━━━━━ Document section
Monday, August 6, 2012

Memory Quilt Tutorial-Get those baby clothes out of the box and into your everyday life!

What you will need- Rotary cutter with a good blade, cutting mat, scissors, lots of pins and a piece of glass. You don't need a cutting mat this large if you don't already have one. You can get smaller ones or even use cereal boxes.
You can use scissors and a measuring tool to cut the squares, but I had a piece of glass cut out to measure 4 1/2" by 4 1/2" at Lowe's for $3 and it made this step a whole lot easier. It's a sure way to get all the squares perfect.
Start cutting out the squares from your clothes.
Pick the spot that you want to be your square and place the glass over it. That is another reason the glass is nice for this step, you can see exactly what you will end up with.
Cut around the piece of glass.
If you are choosing a piece that has buttons, snaps, zipper, or a collar- make sure to put a back on it so you can actually open them on your quilt and it won't open up to batting. There's a picture of what I mean three pictures down.
Pin the front of the square to the back. Not all squares will need pins. Some will just be one piece of fabric, but I wanted to show this example
If you cut a good square and pin when necessary, the sewing part will be much easier (trust me!)
━━━━━━━━━━
→ **Set exercise a**
Swap "evaluation set" for "test set" everywhere in the records and give the records back with nothing else changed.
━━━━━ Dataset records
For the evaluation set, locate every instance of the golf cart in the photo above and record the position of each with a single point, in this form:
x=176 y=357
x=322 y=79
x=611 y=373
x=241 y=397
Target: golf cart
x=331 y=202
━━━━━━━━━━
→ **Set exercise b**
Carry on the memory quilt tutorial from its last sentence.

→ **Written answer a**
For the test set, locate every instance of the golf cart in the photo above and record the position of each with a single point, in this form:
x=176 y=357
x=322 y=79
x=611 y=373
x=241 y=397
Target: golf cart
x=331 y=202

→ **Written answer b**
Here is where you can see why you need a back to squares with an opening. This square had a zipper and you can actually use it when the quilt is finished. You wouldn't want that to open up to the inside of the quilt.
Here is another example of a square. This was just a plain Onesie and since the material is a little thinner and I don't like to mess with interfacing, I just double it up with another piece. I pinned the printed square on top of the solid one to make it a little easier to work with while I sew. You should be able to get as many squares as you want from your clothes. I usually get three to use on the quilt from each item.
If you have details that will be close to the seam (such as bows), pin them in so they don't get hidden in your stitching. Allow for 1/4" seam.
After you cut what seems like an endless supply of squares, you are now ready to arrange them.I don't count the squares as I cut them, I just cut the ones that I KNOW I want and determine the size of the quilt accordingly. I swear, when I have a lot of these to make everything in my head becomes a square!
Start arranging them. Pick a spot safe from meddling kiddos and curious pets.
It's a "put this here, move it there" kind of process.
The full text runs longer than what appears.